◆ **Что сделать**:
(1) Перепишите участок исходного текста от «Велись переговоры в» до «скрывали своего пессимизма.», подставив «Даниловом монастыре» вместо «Донском монастыре».
(2) Кто, согласно исходному тексту, руководил специальной комиссией, которая реабилитировала Леонида Ключникова?

◆ **Исходный текст**:
------------------------------------------------

Часть 3: В полшаге от победы
 
        Поддерживаемая Западом компрадорская буржуазия, сплотившаяся вокруг Бориса Ельцина, была ненамного сильнее национальной буржуазии, сплотившейся вокруг Верховного Совета РСФСР. На стороне национального капитала и соответственно национальных интересов России выступали разношерстные отряды российской мелкой буржуазии и радикальных коммунистов, объединившиеся в Фронт Национального Спасения (ФНС).
        ЛДПР Владимира Жириновского и КПРФ Геннадия Зюганова, которые через два с половиной месяца выиграли парламентские выборы в декабре 1993 года, оставались в стороне.
Судьба схватки зависела от «мелочей», в которых, как известно, прячется дьявол. Если бы я в один из первых дней не подстраховался Александром Руцким и самолично дал бы добро на подход к Белому Дому бронетанкового подразделения наших армейских сторонников, то национальные силы наверняка взяли бы верх. Если бы Альберт Макашов 3 октября сделал полшага и вошел в стекляшку Останкинского телецентра, это стало бы для него и для всего нашего национального дела больше, чем Аркольским мостом – это стало бы спасением России.
        Личность и её волевая решимость вообще играет ключевую роль в любом деле. В осажденном Белом Доме не нашлось крупной личности, способной возглавить Сопротивление. Александр Руцкой оказался слабоватым, Руслан Хасбулатов – академичным, а о Альберте Макашове судите сами. За пределами оцепления делал всё возможное Александр Краснов, создавший в здании Краснопресненского райсовета плацдарм нашей поддержки, координации и связи. Очень активно действовал Виктор Анпилов, организуя наших сторонников в Москве и собирая их на митинги. Чрезвычайно нас обнадежили 2 октября известия о столкновении на Смоленской площади, где Анпилову удалось воздвигнуть баррикады и выдержать бой с ельцинистами.
        Специальная комиссия, руководимая генералом Борисом Тарасовым, полностью реабилитировала 1 октября нашего Леонида Ключникова, которого Альберт Макашов по злому навету, не разобравшись, отстранил от обязанностей начальника штаба сводного добровольческого полка защитников Верховного Совета РСФСР. Увы, у Леонида, как показали события, не оставалось времени даже для обучения добровольцев поджигать бронетехнику, не говоря уже о возведении фортификационных укреплений вокруг Белого Дома. 
        Велись переговоры в Донском монастыре о возможности мирного выхода из кризиса. На пандусе Белого Дома я увидел Рамазана Абдулатипова, который только что подъехал из патриаршей резиденции, и он подробно рассказал мне о ходе переговоров, о некоторых сохраняющихся шансах избежать силовой развязки. Впрочем, Рамазан Гаджимурадович и подошедший Кирсан Илюмжинов не скрывали своего пессимизма.
        Продолжал вещать на нас «желтый Геббельс» - ельцинский радиоавтобус, из которого раздавались призывы к депутатам перейти на службу компрадорам, а также постоянно запускалась песня «Путана». Многие соблазнились и перебежали в Кремль.

------------------------------------------------

◆ **Записанные данные**:

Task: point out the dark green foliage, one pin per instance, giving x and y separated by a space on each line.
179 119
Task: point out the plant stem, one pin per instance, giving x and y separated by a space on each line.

------------------------------------------------

◆ **Ответы**:
(1)
Велись переговоры в Даниловом монастыре о возможности мирного выхода из кризиса. На пандусе Белого Дома я увидел Рамазана Абдулатипова, который только что подъехал из патриаршей резиденции, и он подробно рассказал мне о ходе переговоров, о некоторых сохраняющихся шансах избежать силовой развязки. Впрочем, Рамазан Гаджимурадович и подошедший Кирсан Илюмжинов не скрывали своего пессимизма.

(2) Генерал Борис Тарасов.